#### [Directions]
Looking at the data that follows, count the lines containing the word "railing" and write down only that count.

─── The data ───

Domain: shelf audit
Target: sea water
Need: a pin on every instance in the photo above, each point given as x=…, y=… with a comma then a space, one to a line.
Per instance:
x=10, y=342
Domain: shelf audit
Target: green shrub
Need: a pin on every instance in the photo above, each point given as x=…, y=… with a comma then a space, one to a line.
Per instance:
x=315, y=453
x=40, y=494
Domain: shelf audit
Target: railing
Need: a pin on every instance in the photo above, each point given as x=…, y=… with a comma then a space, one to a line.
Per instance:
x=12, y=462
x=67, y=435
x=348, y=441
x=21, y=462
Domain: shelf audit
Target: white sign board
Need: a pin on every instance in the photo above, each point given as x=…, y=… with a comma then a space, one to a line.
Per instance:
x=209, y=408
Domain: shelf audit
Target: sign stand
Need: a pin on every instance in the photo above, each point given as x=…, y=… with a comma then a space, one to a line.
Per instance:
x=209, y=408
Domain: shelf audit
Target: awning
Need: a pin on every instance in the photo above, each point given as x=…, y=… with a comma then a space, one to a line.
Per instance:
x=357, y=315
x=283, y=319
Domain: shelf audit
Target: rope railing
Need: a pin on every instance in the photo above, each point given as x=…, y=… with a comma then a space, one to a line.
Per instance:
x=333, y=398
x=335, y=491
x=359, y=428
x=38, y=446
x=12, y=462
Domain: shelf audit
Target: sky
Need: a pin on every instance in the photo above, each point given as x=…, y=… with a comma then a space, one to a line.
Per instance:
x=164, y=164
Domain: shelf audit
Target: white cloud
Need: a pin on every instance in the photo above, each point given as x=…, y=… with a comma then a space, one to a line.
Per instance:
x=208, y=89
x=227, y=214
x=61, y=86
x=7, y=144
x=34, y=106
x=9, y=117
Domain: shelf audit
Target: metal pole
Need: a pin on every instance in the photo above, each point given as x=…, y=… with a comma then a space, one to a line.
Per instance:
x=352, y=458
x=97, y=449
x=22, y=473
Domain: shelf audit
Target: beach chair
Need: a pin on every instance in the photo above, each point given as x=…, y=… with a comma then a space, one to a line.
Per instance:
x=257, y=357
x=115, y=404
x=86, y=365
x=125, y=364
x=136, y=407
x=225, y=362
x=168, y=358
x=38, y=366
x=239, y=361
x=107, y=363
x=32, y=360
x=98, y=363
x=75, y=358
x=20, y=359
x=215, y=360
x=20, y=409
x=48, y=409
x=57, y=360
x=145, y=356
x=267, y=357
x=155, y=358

───
─── The data ───

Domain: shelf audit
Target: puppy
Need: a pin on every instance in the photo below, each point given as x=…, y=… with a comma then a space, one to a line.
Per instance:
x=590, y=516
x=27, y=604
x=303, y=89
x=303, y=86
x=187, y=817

───

#### [Solution for this exercise]
2